Nvidia’s acquisition of Arm still faces regulatory and licensing challenges, and in a webcast on Sept. 14, Jensen Huang, Nvidia CEO, addressed issues surrounding competition as well as licensing to China once the deal completes.
The deal has been in the talks for months and has made nearly everyone wonder about its regulatory well-being. Would owning the design of the chip manufacturer grant Nvidia too much power in the AI market, an area the company’s already aggressively attacking with its graphics processors? Although questions still linger over regulatory decisions, Nvidia maintains that it would continue to be vendor-neutral. Huang says that the Arm purchase will benefit Arm partners by offering even more IP than before.
“We would like to offer the number one, to keep the business model exactly as it was before. Open and fair. And in fact, offer all of those all of our customers even more IP, I think is going to be very exciting,” said Huang.
Nvidia has had previous ventures in low-powered system-on-chips (SoC) using Arm processors. For example, the Nvidia Tegra SoC, currently powers the Nintendo Switch gaming console. Although the Arm acquisition can appear like a move into mobile, Nvidia’s foremost goal is to leverage it to expand its presence in the enterprise AI market space. Bringing Arm under its wing could see the company melding its technologies from both its graphics and processor segment to accelerate its AI ventures.
Arm, previously known as Advanced RISC machine, doesn’t actually make its own chips. Instead, it lets chip manufacturers borrow its processor architecture (and its associated instruction set) through licensing agreements and collect royalties. Qualcomm, Apple, Samsung, Nvidia and many others all produce system-on-chip (SoC) based on Arm’s processor cores.
According to Digitimes, Arm generated US$1.8 billion in revenue in 2019 and US$1.0 billion in the first half of 2020. Despite its lucrative outlook, SoftBank had to sell Arm to recuperate its losses in defunct startups.
Arm also grants a degree of flexibility in architecture customization. Chipmakers can modify Arm’s processor designs and brand them as their own. A poignant example is Qualcomm’s Kryo CPU cores that are modified versions of Arm Cortex.
The deal has been in the talks for months and has made nearly everyone wonder about its regulatory well-being. Would owning the design of the chip manufacturer grant Nvidia too much power in the AI market, an area the company’s already aggressively attacking with its graphics processors?

◆ TASK 1
Answer these questions using the article on Nvidia's Arm acquisition:
(a) Which gaming console does the Nvidia Tegra SoC currently power?
(b) How much revenue did Arm generate in 2019, according to Digitimes?
(c) Which Qualcomm CPU cores are modified versions of Arm Cortex?
◆ TASK 2
From the article on Nvidia's Arm acquisition, copy out the stretch from "Arm, previously known" through "in defunct startups.".
◆ TASK 3
Recast the paragraph in the article on Nvidia's Arm acquisition that begins "Arm, previously known as Advanced RISC machine" as a short bulleted list that keeps its main facts.

◆ MATERIAL PROVIDED
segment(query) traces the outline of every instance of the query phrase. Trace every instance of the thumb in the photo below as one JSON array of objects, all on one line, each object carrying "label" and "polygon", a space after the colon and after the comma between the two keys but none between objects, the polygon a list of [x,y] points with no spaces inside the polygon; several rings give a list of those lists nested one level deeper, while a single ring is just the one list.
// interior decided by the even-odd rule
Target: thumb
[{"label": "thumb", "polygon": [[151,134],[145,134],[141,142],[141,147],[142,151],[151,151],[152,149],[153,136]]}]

◆ WRITTEN REPLY 1
(a) The Nintendo Switch.
(b) US$1.8 billion.
(c) Qualcomm's Kryo CPU cores.

◆ WRITTEN REPLY 2
Arm, previously known as Advanced RISC machine, doesn’t actually make its own chips. Instead, it lets chip manufacturers borrow its processor architecture (and its associated instruction set) through licensing agreements and collect royalties. Qualcomm, Apple, Samsung, Nvidia and many others all produce system-on-chip (SoC) based on Arm’s processor cores.
According to Digitimes, Arm generated US$1.8 billion in revenue in 2019 and US$1.0 billion in the first half of 2020. Despite its lucrative outlook, SoftBank had to sell Arm to recuperate its losses in defunct startups.

◆ WRITTEN REPLY 3
- Arm was previously known as Advanced RISC machine.
- It doesn't make its own chips.
- It licenses its processor architecture and instruction set to chip manufacturers and collects royalties.
- Qualcomm, Apple, Samsung, Nvidia and many others produce SoCs based on Arm's processor cores.